>> Begin SUPPLIED MATERIAL

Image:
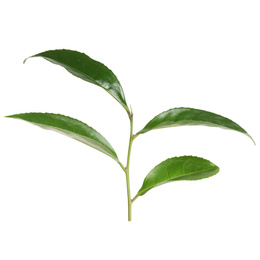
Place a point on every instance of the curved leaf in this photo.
(176, 169)
(190, 116)
(70, 127)
(82, 66)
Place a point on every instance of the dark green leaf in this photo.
(70, 127)
(82, 66)
(190, 116)
(176, 169)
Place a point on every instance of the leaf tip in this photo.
(251, 138)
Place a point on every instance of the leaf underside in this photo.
(82, 66)
(190, 116)
(70, 127)
(176, 169)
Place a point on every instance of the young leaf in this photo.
(82, 66)
(176, 169)
(70, 127)
(190, 116)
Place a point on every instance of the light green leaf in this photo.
(82, 66)
(70, 127)
(190, 116)
(176, 169)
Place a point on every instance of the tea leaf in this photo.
(190, 116)
(82, 66)
(70, 127)
(176, 169)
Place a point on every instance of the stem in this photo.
(127, 168)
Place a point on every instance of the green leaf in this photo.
(70, 127)
(176, 169)
(82, 66)
(190, 116)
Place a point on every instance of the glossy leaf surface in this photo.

>> End SUPPLIED MATERIAL

Please swap "instance" for "occurrence" everywhere in the data above and write the lines out again with nothing else changed. Leave the pictures out of your answer.

Image:
Place a point on every occurrence of the curved leaf in this photo.
(176, 169)
(190, 116)
(70, 127)
(82, 66)
Place a point on every occurrence of the dark green leaf in this photo.
(70, 127)
(82, 66)
(190, 116)
(176, 169)
Place a point on every occurrence of the leaf tip in this photo.
(251, 138)
Place a point on every occurrence of the leaf underside in this photo.
(82, 66)
(190, 116)
(70, 127)
(176, 169)
Place a point on every occurrence of the young leaf in this photo.
(82, 66)
(176, 169)
(70, 127)
(190, 116)
Place a point on every occurrence of the light green leaf in this photo.
(82, 66)
(70, 127)
(190, 116)
(176, 169)
Place a point on every occurrence of the tea leaf in this photo.
(190, 116)
(82, 66)
(70, 127)
(176, 169)
Place a point on every occurrence of the stem in this photo.
(127, 168)
Place a point on every occurrence of the green leaf in this photo.
(70, 127)
(176, 169)
(82, 66)
(190, 116)
Place a point on every occurrence of the glossy leaf surface in this photo.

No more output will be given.